# [WHAT THE TASK REQUIRES]
Convert the entries below into a two-column CSV with the header entry_text,answer, with one row per entry. Put each entry's text and its answer in a single quoted field, and replace any line breaks with spaces.

☆ ☆ ☆ ☆

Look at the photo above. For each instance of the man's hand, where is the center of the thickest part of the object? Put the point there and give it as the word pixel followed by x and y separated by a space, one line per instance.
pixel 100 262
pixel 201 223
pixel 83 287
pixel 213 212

☆ ☆ ☆ ☆

# [TASK RESULT]
entry_text,answer
"Look at the photo above. For each instance of the man's hand, where is the center of the thickest part of the object? Put the point there and give it as the word pixel followed by x and y separated by a space, one line per instance.","pixel 100 262 pixel 201 223 pixel 83 287 pixel 213 212"